**Description of the task:**
Each line of the entries below that includes "tree" belongs in your answer.

**Provided data:**
--------

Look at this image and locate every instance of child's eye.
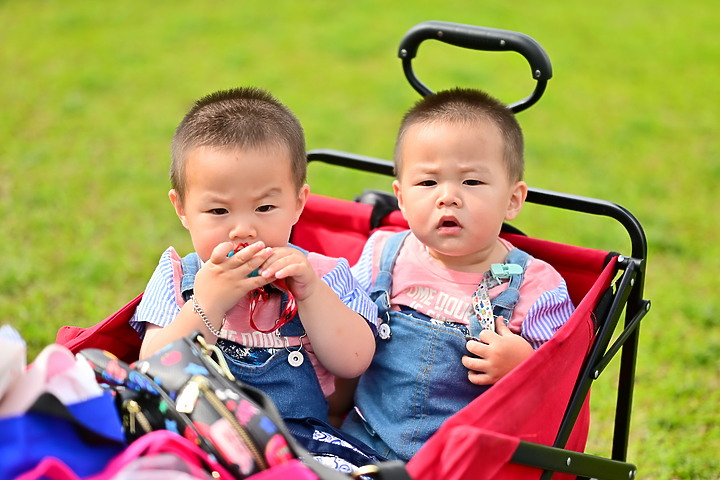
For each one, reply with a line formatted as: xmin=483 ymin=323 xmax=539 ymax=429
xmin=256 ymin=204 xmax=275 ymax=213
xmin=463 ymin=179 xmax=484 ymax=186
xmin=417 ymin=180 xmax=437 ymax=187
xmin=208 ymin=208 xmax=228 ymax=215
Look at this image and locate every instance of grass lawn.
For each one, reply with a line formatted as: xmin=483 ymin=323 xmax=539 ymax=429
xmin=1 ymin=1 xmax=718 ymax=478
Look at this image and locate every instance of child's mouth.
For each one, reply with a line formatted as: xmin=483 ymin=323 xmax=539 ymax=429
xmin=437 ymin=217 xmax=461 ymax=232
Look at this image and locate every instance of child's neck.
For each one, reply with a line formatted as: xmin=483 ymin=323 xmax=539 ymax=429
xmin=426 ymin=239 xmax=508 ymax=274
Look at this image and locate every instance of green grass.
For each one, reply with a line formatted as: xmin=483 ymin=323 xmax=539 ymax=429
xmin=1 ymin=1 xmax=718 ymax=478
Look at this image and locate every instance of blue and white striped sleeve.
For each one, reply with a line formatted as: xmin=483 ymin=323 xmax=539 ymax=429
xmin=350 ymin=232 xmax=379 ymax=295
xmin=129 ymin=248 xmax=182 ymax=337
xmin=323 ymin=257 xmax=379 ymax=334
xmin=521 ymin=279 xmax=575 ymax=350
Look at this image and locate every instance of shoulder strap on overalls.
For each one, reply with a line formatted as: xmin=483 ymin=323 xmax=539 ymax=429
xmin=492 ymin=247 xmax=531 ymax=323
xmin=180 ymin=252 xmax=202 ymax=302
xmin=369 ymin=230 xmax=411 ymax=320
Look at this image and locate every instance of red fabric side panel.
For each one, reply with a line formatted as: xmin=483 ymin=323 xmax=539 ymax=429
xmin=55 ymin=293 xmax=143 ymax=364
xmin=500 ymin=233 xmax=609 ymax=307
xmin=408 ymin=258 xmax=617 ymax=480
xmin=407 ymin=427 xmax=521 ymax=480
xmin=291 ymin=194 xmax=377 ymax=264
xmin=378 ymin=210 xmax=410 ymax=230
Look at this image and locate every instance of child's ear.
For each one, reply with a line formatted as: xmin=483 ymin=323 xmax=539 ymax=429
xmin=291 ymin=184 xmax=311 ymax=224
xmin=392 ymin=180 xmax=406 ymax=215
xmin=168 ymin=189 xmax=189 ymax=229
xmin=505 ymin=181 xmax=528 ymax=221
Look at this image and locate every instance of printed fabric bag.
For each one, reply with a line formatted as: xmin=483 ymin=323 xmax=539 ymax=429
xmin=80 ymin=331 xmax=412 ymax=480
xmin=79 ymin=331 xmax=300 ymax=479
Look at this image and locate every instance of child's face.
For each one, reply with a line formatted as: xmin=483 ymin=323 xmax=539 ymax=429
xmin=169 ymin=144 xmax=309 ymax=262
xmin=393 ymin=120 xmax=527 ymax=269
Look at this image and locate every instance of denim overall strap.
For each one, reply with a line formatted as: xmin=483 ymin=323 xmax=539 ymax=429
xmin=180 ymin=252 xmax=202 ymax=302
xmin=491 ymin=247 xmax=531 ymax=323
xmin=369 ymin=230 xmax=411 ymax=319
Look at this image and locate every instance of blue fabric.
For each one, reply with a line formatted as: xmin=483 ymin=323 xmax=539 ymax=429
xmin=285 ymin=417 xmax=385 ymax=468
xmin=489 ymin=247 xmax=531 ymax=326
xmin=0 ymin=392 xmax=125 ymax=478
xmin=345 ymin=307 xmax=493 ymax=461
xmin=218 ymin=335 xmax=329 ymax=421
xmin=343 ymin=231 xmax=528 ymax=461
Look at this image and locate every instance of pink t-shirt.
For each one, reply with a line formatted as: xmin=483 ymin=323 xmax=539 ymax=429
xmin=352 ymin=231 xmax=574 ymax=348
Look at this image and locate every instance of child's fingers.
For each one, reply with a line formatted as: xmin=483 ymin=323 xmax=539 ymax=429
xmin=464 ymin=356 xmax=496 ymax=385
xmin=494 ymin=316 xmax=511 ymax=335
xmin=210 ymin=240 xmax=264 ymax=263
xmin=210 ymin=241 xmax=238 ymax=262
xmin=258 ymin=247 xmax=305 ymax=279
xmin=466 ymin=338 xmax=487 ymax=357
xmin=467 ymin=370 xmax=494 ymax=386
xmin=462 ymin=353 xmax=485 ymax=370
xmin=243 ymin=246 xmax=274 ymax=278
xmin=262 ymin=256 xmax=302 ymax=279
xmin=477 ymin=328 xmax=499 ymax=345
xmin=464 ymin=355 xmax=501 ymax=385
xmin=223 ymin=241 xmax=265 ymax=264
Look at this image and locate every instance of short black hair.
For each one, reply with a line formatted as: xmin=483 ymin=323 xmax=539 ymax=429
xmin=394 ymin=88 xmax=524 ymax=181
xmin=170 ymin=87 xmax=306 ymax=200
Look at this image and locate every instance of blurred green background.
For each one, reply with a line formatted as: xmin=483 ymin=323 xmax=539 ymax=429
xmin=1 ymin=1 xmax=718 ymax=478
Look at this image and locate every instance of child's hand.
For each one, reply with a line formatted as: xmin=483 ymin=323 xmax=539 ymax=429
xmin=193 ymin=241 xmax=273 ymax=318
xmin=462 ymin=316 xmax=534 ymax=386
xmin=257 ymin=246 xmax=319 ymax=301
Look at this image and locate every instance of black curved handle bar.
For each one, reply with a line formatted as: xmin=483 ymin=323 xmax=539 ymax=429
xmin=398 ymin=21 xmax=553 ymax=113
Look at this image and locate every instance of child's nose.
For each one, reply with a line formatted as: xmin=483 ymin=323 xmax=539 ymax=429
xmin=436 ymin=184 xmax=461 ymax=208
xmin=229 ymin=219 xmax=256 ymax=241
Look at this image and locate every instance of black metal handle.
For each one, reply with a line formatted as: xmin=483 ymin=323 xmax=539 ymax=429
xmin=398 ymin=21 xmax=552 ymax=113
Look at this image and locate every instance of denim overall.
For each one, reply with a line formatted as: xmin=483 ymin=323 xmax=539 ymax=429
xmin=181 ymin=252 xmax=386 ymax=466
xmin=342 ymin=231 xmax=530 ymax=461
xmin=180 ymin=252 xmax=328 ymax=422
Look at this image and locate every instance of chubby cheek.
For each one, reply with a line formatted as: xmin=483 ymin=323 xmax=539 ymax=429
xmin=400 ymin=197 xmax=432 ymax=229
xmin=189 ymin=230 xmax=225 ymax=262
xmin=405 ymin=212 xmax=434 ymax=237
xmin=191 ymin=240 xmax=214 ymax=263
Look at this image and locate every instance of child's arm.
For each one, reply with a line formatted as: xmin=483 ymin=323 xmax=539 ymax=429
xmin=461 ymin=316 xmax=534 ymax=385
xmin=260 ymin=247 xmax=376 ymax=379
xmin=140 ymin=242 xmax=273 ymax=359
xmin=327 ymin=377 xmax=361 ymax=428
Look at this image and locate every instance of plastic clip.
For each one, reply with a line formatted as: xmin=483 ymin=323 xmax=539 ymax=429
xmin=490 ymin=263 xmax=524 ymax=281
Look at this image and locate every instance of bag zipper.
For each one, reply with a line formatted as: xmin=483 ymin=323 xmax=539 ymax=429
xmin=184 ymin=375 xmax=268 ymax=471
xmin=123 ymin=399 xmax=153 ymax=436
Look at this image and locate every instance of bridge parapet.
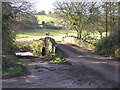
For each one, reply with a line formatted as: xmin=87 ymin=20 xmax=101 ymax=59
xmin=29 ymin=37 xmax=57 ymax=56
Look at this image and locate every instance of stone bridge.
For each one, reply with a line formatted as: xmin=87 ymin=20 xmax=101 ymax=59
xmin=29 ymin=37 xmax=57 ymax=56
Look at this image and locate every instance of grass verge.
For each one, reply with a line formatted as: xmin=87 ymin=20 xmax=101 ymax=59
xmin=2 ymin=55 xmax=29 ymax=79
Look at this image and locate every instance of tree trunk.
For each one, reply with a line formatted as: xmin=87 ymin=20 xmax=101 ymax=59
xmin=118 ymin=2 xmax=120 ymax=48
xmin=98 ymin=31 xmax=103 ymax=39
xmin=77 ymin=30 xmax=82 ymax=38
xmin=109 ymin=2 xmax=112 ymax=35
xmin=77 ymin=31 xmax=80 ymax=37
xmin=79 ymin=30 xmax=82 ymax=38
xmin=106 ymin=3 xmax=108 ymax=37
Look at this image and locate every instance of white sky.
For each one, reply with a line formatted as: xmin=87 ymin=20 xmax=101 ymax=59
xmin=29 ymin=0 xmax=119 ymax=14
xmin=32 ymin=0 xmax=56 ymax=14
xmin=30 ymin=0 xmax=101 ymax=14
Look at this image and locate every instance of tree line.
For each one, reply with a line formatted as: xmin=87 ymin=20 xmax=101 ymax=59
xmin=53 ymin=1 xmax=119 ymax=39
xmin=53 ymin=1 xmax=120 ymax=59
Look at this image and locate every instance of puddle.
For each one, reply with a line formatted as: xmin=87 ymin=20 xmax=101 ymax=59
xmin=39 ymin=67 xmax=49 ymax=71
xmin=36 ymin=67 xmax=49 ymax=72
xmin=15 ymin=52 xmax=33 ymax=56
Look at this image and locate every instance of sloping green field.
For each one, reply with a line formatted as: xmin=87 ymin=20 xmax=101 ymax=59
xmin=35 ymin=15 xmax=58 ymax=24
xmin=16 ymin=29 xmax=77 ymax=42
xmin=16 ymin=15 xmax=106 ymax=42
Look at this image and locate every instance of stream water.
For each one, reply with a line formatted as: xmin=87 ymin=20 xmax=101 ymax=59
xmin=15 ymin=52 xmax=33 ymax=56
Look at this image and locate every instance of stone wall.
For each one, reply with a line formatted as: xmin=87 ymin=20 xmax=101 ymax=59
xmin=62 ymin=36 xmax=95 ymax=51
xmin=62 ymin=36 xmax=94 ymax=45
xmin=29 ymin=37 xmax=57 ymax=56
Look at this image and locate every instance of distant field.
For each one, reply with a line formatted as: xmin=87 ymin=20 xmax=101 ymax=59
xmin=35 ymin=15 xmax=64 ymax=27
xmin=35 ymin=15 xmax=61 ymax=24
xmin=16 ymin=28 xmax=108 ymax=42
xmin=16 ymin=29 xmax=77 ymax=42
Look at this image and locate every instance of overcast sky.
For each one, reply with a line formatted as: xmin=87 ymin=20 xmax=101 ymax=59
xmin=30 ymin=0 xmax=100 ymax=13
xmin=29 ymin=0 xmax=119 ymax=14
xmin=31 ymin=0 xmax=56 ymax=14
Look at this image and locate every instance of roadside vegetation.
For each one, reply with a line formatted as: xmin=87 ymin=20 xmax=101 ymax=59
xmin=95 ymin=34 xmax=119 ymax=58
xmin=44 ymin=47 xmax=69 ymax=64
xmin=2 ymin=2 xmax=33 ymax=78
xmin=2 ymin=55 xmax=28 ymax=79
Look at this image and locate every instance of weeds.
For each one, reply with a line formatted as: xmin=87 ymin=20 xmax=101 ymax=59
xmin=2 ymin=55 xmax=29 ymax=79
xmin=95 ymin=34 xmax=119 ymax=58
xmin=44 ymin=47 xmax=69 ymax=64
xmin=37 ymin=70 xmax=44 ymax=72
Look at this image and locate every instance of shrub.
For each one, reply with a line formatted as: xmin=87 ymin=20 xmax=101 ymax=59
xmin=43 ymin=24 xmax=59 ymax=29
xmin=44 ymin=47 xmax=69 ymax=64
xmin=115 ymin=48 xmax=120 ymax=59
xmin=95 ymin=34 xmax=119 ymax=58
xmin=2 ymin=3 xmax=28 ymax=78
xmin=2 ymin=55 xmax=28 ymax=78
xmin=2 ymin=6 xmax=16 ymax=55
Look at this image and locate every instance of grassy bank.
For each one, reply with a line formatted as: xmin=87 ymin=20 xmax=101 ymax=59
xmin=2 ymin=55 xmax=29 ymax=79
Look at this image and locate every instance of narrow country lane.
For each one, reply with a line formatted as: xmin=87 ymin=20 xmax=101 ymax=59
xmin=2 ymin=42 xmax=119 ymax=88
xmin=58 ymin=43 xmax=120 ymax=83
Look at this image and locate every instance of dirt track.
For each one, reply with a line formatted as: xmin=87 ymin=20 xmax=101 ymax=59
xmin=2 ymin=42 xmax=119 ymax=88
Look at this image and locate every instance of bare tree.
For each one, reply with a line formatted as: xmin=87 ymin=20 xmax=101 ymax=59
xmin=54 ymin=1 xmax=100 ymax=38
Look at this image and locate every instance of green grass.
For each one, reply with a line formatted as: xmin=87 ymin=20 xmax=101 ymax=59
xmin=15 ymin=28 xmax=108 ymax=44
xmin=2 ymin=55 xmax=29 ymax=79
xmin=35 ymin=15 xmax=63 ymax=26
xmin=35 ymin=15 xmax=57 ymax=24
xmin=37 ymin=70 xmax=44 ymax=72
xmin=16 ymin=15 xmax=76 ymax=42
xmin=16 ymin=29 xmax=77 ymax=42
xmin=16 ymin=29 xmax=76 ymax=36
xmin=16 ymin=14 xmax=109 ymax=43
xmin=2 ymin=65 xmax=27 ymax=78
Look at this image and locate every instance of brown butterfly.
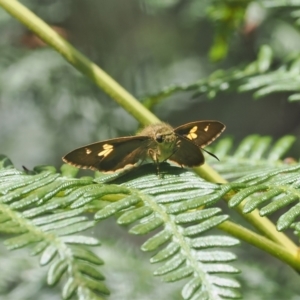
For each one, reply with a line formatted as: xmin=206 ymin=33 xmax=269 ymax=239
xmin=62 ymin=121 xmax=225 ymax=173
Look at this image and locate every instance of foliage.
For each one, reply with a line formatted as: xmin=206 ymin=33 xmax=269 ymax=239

--------

**Answer to the exercise:**
Look at this image and locate every instance of tree trunk.
Look at this image and locate every instance of tree line.
Look at this image and locate every instance of bare tree.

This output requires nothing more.